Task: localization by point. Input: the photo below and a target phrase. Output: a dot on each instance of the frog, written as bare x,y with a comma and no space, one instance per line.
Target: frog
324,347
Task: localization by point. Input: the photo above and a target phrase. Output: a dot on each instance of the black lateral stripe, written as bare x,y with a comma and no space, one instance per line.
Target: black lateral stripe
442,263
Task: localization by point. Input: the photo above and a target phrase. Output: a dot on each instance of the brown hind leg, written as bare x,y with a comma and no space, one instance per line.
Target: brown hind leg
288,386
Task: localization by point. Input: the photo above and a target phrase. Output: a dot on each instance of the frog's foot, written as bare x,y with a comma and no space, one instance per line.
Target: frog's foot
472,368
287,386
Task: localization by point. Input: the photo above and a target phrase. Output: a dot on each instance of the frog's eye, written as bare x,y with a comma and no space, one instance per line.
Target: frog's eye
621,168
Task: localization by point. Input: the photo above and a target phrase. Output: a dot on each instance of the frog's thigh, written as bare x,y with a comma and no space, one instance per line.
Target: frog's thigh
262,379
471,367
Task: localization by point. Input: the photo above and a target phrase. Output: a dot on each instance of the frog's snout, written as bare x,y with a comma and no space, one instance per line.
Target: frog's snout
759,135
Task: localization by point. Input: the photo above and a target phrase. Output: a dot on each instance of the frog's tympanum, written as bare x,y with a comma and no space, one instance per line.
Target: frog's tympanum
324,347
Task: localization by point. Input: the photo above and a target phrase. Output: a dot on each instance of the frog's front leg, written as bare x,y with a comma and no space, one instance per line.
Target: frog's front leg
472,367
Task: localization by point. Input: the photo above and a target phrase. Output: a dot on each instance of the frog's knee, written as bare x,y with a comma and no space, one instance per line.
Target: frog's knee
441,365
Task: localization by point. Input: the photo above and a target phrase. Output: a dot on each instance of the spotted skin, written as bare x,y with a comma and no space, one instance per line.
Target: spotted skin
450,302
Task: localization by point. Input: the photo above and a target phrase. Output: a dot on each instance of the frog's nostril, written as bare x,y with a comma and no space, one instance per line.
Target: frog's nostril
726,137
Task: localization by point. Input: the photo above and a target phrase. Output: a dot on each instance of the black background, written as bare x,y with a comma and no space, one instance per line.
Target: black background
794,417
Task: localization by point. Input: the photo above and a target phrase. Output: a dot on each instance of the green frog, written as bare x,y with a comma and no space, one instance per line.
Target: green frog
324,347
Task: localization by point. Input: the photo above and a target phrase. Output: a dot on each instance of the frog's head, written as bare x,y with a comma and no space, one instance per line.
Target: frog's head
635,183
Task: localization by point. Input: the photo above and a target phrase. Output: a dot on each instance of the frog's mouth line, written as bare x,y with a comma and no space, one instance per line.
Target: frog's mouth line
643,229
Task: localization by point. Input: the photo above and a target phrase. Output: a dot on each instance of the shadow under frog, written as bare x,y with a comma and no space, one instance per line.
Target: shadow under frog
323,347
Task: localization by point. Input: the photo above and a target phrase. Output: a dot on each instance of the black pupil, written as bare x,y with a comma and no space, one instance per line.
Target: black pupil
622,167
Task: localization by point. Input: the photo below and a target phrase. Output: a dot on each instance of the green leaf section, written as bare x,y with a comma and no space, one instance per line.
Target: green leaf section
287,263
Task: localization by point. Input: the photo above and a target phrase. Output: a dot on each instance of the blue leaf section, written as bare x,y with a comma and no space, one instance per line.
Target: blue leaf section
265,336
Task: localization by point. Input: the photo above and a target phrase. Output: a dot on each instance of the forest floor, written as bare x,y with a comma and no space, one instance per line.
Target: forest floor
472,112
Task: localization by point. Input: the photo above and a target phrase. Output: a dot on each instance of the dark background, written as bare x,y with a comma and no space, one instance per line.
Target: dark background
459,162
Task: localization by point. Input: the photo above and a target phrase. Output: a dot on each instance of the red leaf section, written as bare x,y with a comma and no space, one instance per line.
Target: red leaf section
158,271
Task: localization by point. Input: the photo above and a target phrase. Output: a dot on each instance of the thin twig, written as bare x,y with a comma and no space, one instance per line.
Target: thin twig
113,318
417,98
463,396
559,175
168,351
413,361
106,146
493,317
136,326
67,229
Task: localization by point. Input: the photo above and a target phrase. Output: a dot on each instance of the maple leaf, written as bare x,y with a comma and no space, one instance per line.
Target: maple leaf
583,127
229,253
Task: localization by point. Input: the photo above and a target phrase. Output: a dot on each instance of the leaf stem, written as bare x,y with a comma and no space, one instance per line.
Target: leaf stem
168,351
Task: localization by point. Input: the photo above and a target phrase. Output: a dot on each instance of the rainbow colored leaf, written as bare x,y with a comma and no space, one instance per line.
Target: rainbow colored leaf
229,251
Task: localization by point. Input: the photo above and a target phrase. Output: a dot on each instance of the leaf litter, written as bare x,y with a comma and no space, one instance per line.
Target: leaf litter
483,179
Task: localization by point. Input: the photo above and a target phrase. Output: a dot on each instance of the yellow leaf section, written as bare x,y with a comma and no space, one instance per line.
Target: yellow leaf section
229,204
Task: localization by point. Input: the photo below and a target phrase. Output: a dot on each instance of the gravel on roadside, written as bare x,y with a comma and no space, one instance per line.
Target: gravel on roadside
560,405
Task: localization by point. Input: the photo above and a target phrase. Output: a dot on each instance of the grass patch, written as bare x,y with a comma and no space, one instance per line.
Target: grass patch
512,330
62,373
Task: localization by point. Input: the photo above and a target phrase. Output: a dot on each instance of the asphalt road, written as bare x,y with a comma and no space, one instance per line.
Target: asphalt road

JOB
Lay out the rows as a Markdown table with the columns No. and Line, one row per table line and blank lines left out. Begin at the first row that contains "leaf litter, written" and stop after the last row of the records.

RESULT FOR THIS TASK
| No. | Line |
|---|---|
| 1 | Task: localization by point. Input: the photo above and a target phrase. Output: a dot on each instance of the leaf litter, written as bare x,y with a comma and no space, one instance per line. |
| 2 | Target: leaf litter |
| 3 | 483,179 |
| 4 | Task: localization by point. Input: the photo above and a target phrase. Output: a dot on each instance of the yellow leaf section, written as bare x,y with a comma and no space, one instance per line. |
| 5 | Target: yellow leaf section |
| 6 | 229,204 |
| 7 | Task: localization by point. Input: the photo below and a target phrase. Output: a dot on each instance of the gravel on roadside, written as bare x,y with a comma and no space, one instance per line. |
| 8 | Target: gravel on roadside |
| 9 | 560,405 |
| 10 | Task: localization by point. Input: the photo above and a target phrase. Output: a dot on each instance of the grass patch, written as bare x,y with a comma and no space, one instance per line. |
| 11 | Target: grass patch |
| 12 | 512,330 |
| 13 | 62,373 |
| 14 | Task: localization by point. Input: the photo above and a target phrase. Output: a dot on each instance of the asphalt road, written as bare x,y with a comma and no space, one instance per line. |
| 15 | Target: asphalt road |